> [WHAT NEEDS TO BE DONE]:
Please write out exactly the lines of the data below from the line holding "concrete walkway, formatted" through the line holding "white door, formatted", and leave out the rest.
--- DATA SHOWN Enclosed Below ---
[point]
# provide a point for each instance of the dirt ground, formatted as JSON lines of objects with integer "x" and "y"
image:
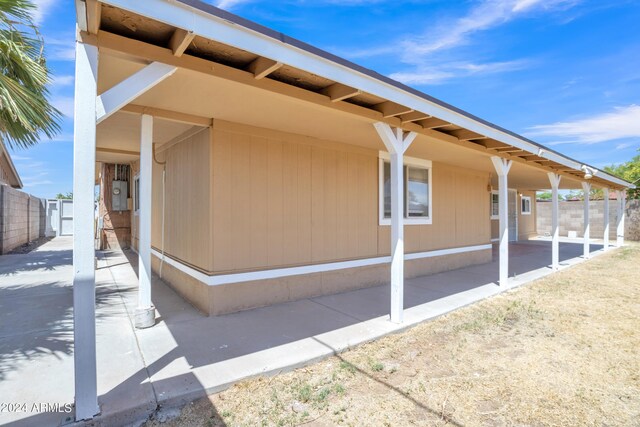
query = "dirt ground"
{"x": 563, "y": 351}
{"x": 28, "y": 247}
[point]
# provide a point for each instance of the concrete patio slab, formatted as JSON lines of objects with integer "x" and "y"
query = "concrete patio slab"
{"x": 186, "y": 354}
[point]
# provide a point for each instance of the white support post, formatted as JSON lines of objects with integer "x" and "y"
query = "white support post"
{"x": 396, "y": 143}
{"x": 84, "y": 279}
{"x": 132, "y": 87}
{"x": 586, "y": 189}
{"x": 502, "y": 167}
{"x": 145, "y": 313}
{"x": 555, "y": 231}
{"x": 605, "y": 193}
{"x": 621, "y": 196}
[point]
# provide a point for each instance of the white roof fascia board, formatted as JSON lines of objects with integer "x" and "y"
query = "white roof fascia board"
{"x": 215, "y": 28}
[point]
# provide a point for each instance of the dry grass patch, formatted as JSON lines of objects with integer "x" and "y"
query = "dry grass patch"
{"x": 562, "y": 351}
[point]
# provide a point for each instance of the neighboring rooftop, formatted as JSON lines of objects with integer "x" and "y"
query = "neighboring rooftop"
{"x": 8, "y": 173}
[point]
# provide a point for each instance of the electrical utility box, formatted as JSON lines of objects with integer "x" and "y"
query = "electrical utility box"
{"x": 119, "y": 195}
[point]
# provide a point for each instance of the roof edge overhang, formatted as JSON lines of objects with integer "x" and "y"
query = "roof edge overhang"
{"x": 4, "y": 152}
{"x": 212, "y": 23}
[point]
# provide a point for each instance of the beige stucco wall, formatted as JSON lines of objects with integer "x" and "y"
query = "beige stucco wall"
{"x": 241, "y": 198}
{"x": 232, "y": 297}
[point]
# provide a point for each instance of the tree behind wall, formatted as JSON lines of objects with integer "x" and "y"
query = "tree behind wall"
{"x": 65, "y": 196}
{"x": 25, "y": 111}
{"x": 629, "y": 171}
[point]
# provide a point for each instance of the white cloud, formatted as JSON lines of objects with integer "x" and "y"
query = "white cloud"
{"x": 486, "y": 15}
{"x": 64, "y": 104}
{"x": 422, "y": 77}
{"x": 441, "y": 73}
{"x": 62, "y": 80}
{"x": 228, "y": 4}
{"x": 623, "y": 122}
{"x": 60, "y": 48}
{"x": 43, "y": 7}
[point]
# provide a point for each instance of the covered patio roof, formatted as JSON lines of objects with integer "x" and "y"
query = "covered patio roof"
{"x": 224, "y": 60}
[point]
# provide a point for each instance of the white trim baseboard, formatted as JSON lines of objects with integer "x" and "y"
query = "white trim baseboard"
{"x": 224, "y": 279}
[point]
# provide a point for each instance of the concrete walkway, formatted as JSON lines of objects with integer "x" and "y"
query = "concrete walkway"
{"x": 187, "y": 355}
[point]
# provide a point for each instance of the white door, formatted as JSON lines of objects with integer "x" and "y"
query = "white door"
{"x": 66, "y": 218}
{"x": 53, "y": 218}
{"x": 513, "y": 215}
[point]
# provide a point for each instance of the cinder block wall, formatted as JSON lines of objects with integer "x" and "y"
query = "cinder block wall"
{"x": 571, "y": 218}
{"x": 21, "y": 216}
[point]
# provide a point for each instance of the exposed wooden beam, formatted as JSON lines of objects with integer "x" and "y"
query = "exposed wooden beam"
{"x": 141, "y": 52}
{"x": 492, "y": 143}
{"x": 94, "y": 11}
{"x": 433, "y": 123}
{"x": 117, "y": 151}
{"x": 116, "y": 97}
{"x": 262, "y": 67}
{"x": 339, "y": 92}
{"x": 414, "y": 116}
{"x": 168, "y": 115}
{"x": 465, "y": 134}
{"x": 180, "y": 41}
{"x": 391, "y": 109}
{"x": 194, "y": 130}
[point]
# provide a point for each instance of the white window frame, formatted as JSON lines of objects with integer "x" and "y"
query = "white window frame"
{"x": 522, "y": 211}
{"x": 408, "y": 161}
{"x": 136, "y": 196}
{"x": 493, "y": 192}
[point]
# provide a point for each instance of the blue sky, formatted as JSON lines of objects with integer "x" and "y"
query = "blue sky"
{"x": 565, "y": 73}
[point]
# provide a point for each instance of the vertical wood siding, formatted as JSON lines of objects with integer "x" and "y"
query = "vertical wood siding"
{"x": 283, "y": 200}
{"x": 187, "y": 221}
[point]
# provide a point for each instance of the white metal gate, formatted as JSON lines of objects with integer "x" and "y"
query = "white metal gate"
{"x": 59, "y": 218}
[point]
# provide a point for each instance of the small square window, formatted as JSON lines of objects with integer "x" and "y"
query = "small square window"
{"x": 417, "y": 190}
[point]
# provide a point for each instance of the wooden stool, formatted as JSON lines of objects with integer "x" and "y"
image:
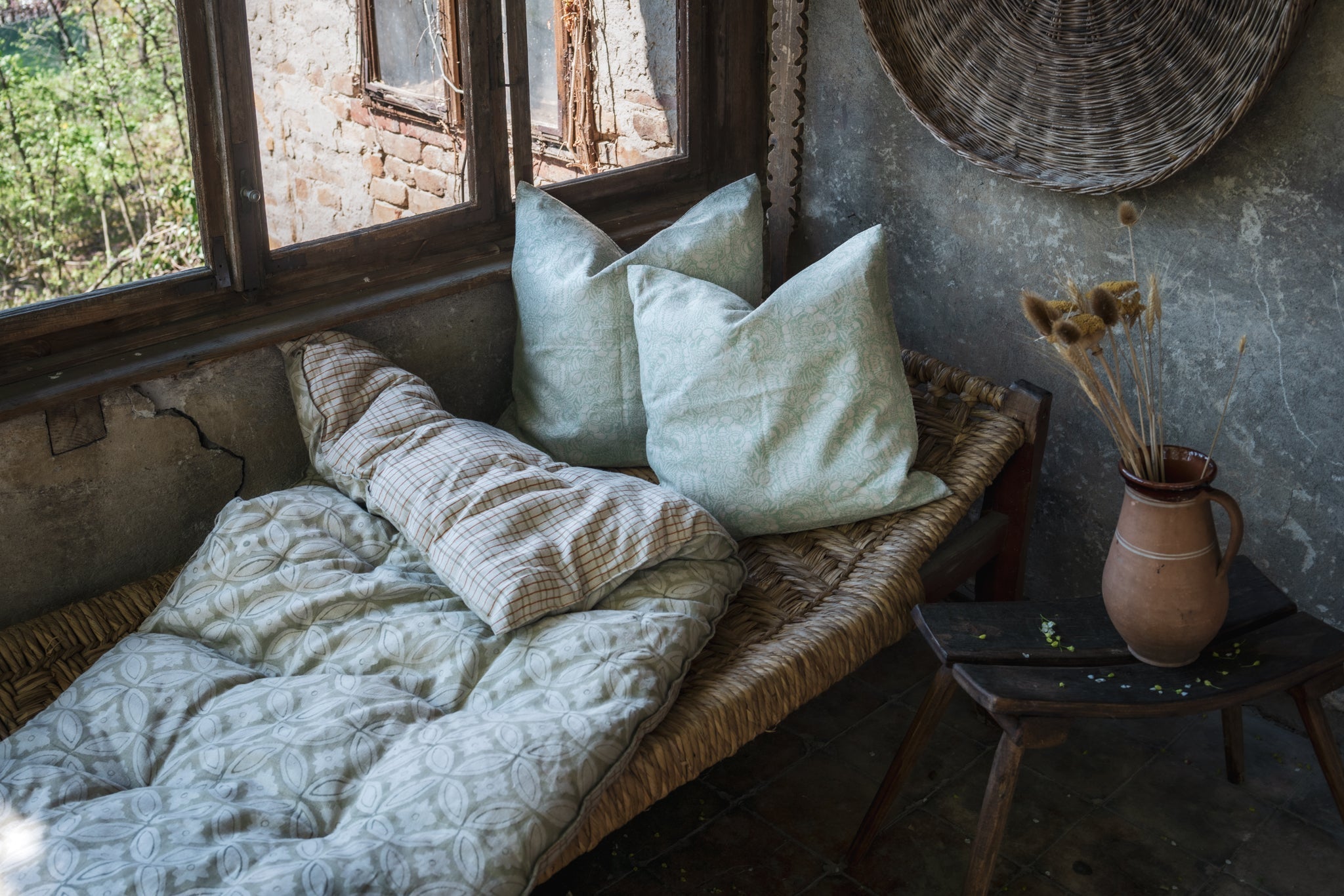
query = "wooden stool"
--- End of Enclosed DATA SHOWN ---
> [ANSWER FOR THE TASK]:
# provide a point for each instance of the concrete walkway, formatted as JSON lines of objects with integer "x" and "y"
query = "concrete walkway"
{"x": 187, "y": 355}
[point]
# provide a point for each instance of the white door, formatted as JSON lines of objects with integer "x" and "y"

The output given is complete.